[Haskell-cafe] Pretty little definitions of left and right folds
Brent Yorgey
byorgey at seas.upenn.edu
Sat Jun 21 22:48:59 EDT 2008
On Sat, Jun 21, 2008 at 09:36:06PM -0500, Derek Elkins wrote:
> On Sat, 2008-06-21 at 21:11 -0400, Brent Yorgey wrote:
> > On Fri, Jun 20, 2008 at 09:52:36PM -0500, Derek Elkins wrote:
> > > On Fri, 2008-06-20 at 22:31 -0400, Brent Yorgey wrote:
> > > > On Fri, Jun 20, 2008 at 06:15:20PM -0500, George Kangas wrote:
> > > > >
> > > > > foldright (+) [1, 2, 3] 0 == ( (1 +).(2 +).(3 +).id ) 0
> > > > > foldleft (+) [1, 2, 3] 0 == ( id.(3 +).(2 +).(1 +) ) 0
> > > > >
> > > >
> > > > Hi George,
> > > >
> > > > This is very cool! I have never thought of folds in quite this way
> > > > before. It makes a lot of things (such as the identities you point
> > > > out) obvious and elegant.

* * * * *

- [Stated exercise 1] In the Haskell folds post, what does the reply to George say the new view of folds makes obvious and elegant?
- [Stated exercise 2] Please go on with the Haskell folds post, starting after its last line.

* * * * *

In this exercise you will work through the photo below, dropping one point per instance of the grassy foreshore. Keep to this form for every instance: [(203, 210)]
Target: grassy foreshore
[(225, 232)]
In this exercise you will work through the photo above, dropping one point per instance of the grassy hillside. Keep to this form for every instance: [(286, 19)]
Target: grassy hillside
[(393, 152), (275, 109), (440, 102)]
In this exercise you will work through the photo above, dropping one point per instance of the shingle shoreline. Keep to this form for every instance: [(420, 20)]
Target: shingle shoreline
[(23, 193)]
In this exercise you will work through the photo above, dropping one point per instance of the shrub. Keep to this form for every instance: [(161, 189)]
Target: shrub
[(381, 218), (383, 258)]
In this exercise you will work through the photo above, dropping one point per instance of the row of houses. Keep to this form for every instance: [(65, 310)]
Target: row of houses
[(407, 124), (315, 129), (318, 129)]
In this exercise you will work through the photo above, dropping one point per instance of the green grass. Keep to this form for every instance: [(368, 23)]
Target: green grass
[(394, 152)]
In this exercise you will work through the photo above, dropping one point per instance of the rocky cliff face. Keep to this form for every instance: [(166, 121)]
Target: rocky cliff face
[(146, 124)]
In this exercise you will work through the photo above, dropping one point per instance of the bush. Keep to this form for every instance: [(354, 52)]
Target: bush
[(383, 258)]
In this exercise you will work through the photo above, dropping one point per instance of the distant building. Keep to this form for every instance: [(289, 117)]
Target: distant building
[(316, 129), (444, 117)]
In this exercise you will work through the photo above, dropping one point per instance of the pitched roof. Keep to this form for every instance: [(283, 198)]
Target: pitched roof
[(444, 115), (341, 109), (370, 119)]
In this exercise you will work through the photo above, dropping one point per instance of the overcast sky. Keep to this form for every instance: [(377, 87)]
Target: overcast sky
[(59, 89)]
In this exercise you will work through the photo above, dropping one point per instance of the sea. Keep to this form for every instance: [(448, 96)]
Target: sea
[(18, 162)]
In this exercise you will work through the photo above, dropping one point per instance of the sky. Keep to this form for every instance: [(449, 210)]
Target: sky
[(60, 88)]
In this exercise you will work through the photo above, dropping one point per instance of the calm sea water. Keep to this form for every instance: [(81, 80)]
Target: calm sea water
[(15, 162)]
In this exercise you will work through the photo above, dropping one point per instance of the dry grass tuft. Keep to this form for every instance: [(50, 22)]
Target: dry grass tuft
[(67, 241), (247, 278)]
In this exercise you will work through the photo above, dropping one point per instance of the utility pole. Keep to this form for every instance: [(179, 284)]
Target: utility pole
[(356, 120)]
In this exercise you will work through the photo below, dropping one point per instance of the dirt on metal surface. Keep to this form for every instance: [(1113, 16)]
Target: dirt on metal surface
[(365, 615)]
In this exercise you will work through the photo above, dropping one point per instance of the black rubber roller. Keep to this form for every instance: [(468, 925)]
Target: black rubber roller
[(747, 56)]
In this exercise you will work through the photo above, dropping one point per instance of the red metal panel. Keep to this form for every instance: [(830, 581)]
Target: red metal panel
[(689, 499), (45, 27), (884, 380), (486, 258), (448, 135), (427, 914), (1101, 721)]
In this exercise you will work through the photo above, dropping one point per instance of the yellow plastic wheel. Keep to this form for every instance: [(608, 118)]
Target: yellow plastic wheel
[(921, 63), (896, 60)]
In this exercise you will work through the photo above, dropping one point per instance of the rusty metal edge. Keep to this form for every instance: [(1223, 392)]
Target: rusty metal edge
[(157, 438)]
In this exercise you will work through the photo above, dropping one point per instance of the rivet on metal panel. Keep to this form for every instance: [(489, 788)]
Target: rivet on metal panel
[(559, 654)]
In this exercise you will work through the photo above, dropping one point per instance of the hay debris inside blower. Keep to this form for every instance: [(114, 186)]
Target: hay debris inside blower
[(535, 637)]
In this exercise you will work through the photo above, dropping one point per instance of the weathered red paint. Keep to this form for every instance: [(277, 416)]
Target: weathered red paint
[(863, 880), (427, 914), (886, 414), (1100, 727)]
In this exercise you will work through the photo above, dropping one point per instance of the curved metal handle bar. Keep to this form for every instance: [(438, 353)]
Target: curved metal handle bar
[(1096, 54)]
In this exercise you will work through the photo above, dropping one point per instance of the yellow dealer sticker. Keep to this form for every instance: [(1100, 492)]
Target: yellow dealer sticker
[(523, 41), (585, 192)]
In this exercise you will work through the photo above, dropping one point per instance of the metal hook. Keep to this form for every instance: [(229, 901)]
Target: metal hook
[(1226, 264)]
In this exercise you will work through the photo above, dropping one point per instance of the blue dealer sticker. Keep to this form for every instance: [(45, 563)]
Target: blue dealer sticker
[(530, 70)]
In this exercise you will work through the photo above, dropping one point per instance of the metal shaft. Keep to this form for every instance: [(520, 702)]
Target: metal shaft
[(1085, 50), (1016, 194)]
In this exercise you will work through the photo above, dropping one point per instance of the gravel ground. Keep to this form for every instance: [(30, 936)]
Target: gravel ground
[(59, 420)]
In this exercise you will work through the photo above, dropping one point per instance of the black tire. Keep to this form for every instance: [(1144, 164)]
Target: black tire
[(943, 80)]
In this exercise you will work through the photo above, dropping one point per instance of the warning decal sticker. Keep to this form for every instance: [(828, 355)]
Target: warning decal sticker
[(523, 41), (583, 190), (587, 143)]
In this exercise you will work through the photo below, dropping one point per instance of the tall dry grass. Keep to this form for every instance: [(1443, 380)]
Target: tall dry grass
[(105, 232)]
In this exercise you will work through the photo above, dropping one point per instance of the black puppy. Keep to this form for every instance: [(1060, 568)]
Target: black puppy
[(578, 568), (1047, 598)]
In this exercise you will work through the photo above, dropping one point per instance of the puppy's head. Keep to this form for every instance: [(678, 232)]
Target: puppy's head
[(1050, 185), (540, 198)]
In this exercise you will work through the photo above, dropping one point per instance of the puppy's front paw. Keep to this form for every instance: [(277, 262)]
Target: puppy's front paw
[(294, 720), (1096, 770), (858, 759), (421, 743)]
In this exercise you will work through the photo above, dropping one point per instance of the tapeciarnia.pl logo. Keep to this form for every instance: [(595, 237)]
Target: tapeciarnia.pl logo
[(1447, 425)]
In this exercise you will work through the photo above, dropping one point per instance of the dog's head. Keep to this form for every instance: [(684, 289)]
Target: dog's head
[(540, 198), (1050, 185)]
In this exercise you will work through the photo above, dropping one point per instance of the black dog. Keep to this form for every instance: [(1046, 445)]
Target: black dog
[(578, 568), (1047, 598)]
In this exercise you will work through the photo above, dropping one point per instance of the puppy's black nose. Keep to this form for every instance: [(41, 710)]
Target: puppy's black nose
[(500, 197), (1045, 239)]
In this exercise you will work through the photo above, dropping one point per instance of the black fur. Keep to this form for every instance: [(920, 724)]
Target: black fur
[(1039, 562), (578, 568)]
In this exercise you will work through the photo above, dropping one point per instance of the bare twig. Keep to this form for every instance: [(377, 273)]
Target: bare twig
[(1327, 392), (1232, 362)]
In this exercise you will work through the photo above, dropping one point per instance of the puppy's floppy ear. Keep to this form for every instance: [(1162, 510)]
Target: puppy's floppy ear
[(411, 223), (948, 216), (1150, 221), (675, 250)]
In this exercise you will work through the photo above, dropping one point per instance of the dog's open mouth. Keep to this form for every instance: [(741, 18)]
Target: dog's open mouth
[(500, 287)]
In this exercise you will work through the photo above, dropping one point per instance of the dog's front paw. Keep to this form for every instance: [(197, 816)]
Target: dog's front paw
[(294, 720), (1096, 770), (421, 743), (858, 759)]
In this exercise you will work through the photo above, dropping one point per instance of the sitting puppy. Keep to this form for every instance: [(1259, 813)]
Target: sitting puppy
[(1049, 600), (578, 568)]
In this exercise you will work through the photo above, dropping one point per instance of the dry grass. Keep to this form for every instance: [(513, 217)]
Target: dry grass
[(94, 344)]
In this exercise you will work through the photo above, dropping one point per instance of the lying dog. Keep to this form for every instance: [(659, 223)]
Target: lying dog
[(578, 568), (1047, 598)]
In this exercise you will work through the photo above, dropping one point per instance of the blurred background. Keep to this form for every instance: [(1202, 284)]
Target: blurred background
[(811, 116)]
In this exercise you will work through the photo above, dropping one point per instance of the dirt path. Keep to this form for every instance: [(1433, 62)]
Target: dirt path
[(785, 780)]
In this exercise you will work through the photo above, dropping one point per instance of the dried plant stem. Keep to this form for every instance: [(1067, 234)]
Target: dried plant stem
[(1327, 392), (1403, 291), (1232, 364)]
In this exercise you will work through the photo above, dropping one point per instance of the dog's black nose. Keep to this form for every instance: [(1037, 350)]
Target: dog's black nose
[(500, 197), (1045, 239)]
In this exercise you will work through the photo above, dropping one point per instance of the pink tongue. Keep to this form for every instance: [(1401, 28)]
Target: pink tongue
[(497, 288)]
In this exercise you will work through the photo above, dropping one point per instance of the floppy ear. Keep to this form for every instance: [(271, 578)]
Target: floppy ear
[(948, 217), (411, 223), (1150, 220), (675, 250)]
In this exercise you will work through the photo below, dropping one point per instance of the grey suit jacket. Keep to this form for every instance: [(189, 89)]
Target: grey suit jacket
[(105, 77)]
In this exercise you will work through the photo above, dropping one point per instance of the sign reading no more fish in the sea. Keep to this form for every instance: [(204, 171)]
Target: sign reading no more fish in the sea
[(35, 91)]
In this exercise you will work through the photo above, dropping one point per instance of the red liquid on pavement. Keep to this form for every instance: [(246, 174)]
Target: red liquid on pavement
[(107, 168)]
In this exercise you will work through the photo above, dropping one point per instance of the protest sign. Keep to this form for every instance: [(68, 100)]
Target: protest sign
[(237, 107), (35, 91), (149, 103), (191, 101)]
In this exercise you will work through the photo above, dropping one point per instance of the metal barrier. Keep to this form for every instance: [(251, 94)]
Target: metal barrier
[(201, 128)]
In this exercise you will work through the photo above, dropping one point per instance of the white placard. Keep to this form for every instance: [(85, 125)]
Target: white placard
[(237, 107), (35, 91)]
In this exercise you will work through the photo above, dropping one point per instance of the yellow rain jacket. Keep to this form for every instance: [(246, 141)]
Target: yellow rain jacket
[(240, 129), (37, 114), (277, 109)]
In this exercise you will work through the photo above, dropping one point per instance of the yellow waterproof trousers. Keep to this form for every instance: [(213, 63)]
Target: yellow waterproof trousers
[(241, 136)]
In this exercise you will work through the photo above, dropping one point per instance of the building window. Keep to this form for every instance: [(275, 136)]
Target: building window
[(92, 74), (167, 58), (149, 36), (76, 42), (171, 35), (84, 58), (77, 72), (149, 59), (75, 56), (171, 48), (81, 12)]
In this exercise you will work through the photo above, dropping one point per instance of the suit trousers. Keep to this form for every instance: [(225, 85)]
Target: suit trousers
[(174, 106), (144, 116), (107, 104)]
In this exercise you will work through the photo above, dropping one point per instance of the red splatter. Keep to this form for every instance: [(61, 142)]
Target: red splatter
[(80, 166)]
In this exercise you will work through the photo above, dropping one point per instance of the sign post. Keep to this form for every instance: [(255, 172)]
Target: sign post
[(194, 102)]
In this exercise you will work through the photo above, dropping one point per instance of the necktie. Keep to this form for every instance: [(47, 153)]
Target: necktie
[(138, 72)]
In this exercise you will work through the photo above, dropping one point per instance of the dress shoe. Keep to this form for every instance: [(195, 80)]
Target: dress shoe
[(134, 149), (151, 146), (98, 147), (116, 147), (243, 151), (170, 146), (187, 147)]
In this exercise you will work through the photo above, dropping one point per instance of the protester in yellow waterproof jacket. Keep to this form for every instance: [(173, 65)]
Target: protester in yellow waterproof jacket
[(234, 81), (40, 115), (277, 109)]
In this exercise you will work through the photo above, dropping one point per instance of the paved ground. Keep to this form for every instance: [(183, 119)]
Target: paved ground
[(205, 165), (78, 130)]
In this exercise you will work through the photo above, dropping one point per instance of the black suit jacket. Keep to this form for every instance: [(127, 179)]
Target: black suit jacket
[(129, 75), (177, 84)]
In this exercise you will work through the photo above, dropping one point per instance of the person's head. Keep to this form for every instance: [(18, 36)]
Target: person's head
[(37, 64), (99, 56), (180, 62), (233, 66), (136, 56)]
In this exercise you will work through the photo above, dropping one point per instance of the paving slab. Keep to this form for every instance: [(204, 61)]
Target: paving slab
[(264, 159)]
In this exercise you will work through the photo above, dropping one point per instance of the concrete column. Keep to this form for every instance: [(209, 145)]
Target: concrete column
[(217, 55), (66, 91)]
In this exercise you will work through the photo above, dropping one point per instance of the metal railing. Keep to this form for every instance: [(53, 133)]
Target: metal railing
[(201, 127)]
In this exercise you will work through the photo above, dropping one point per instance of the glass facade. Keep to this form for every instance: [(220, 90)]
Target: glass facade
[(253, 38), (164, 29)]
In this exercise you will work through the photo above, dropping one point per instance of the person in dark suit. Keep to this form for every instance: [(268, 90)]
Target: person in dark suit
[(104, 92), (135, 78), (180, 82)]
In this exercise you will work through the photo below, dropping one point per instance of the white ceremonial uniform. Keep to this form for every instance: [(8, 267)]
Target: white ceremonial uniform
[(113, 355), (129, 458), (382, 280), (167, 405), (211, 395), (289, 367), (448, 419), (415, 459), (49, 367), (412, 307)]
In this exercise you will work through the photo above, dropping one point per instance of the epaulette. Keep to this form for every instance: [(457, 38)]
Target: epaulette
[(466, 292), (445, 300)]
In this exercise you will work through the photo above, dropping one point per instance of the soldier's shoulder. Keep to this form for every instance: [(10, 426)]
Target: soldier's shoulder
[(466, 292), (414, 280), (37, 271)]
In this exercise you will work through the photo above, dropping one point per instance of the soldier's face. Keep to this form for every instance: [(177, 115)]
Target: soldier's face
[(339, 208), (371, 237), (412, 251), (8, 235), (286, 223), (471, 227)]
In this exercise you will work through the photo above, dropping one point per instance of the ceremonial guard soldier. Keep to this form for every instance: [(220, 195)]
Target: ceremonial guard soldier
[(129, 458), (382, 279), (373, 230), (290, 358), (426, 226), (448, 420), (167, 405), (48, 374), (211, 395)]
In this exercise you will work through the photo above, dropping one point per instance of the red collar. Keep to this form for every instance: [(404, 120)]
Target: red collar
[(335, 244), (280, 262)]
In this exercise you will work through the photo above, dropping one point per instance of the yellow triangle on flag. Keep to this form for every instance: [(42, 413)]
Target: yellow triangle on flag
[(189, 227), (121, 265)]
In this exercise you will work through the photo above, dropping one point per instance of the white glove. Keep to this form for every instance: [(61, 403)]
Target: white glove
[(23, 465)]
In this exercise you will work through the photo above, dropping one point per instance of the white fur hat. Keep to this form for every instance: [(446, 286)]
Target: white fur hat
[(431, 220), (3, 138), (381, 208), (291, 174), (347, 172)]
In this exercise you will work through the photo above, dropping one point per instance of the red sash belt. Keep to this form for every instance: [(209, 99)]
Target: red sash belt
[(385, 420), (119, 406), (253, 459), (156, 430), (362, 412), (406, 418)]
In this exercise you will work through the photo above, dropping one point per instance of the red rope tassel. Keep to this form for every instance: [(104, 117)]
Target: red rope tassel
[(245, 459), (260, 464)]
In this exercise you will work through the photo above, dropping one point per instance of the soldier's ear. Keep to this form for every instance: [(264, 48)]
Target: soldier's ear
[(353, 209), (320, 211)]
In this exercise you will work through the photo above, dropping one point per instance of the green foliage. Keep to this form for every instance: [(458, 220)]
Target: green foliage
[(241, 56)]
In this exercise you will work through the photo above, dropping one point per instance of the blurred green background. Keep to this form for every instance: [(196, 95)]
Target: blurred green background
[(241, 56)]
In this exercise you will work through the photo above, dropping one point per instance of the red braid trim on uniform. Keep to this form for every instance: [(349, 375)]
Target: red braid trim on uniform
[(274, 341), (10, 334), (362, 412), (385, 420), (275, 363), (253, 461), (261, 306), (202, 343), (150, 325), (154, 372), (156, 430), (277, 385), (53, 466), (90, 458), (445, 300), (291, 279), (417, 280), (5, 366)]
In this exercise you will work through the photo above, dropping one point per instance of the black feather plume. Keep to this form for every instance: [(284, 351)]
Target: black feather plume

* * * * *

- [Task output 1] A lot of things, such as the identities George points out.

- [Task output 2]
> > > >
> > > > > We can also see the following identities:
> > > > >
> > > > > foldright f as == foldright (.) (map f as) id
> > > > > foldleft f as == foldright (flip (.)) (map f as) id
> > > > >
> > > > > I like that second one, after trying to read another definition of
> > > > > left fold in terms of right fold (in the web book "Real World Haskell").
> > > > >
> > > > > The type signature, which could be written (a -> (b -> b)) -> ([a] ->
> > > > > (b -> b)), suggests generalization to another type constructor C: (a ->
> > > > > (b -> b)) -> (C a -> (b -> b)). Would a "foldable" typeclass make any
> > > > > sense?
> > > >
> > > > As Brandon points out, you have rediscovered Data.Foldable. =) There's
> > > > nothing wrong with that, congratulations on discovering it for
> > > > yourself! But again, I like this way of organizing the type
> > > > signature: I had never thought of a fold as a sort of 'lift' before.
> > > > If f :: a -> b -> b, then foldright 'lifts' f to foldright f :: [a] ->
> > > > b -> b (or C a -> b -> b, more generally).
> > > >
> > > > > Okay, it goes without saying that this is useless dabbling, but have
> > > > > I entertained anyone? Or have I just wasted your time? I eagerly await
> > > > > comments on this, my first posting.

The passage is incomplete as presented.